» **Short task**
List each line in the rows below that contains the word "instance", copying every such line in full.

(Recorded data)

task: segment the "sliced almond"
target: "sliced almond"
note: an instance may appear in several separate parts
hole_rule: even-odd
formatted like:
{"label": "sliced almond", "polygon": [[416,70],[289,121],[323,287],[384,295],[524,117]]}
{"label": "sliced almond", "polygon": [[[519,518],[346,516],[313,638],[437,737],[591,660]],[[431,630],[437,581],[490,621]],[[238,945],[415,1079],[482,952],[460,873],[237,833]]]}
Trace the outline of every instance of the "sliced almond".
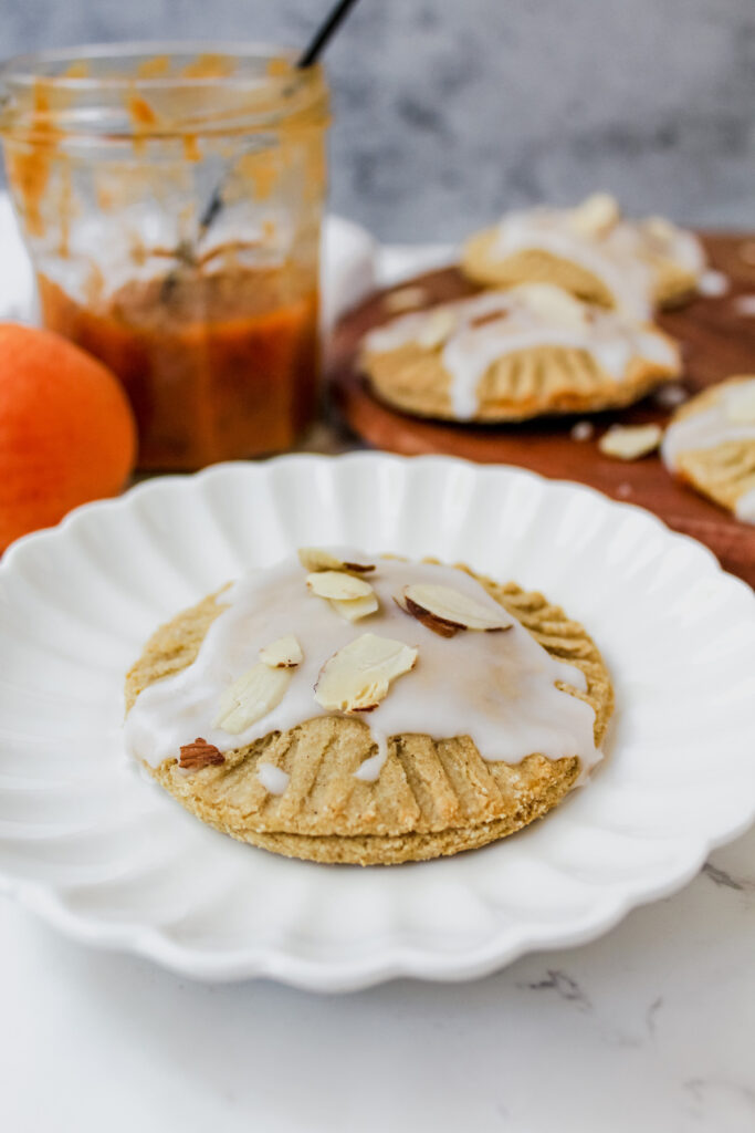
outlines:
{"label": "sliced almond", "polygon": [[342,562],[323,547],[299,547],[299,562],[308,571],[345,570],[351,574],[367,574],[375,563]]}
{"label": "sliced almond", "polygon": [[259,659],[271,668],[295,668],[301,665],[304,655],[293,633],[286,633],[272,645],[259,650]]}
{"label": "sliced almond", "polygon": [[290,680],[290,668],[271,668],[261,661],[252,665],[221,697],[213,726],[231,735],[244,732],[281,702]]}
{"label": "sliced almond", "polygon": [[405,586],[396,602],[407,614],[440,637],[453,637],[460,630],[509,630],[514,624],[503,606],[500,612],[489,610],[451,586]]}
{"label": "sliced almond", "polygon": [[424,350],[434,350],[451,338],[456,330],[456,323],[457,316],[448,307],[429,312],[417,334],[417,344]]}
{"label": "sliced almond", "polygon": [[372,591],[372,594],[366,594],[361,598],[351,598],[348,600],[331,598],[331,605],[335,610],[336,614],[345,617],[348,622],[358,622],[360,617],[368,617],[374,614],[379,607],[378,596]]}
{"label": "sliced almond", "polygon": [[616,460],[640,460],[658,449],[662,436],[660,425],[611,425],[598,448],[603,455]]}
{"label": "sliced almond", "polygon": [[572,210],[569,228],[583,236],[606,236],[617,224],[621,213],[609,193],[593,193]]}
{"label": "sliced almond", "polygon": [[315,699],[331,712],[371,712],[391,682],[413,668],[417,653],[403,641],[362,633],[325,663]]}
{"label": "sliced almond", "polygon": [[361,578],[338,570],[320,570],[307,576],[307,586],[318,598],[338,598],[350,602],[372,594],[372,587]]}
{"label": "sliced almond", "polygon": [[585,304],[552,283],[522,283],[515,290],[526,309],[544,323],[581,329],[587,321]]}
{"label": "sliced almond", "polygon": [[723,411],[736,425],[755,424],[755,377],[727,390]]}
{"label": "sliced almond", "polygon": [[198,735],[194,743],[182,744],[178,765],[187,772],[198,772],[203,767],[216,766],[224,763],[225,756],[215,744],[207,743],[207,740]]}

» **Exercise result**
note: an instance may appear in several separate parts
Trace the outline of every instance of the "sliced almond".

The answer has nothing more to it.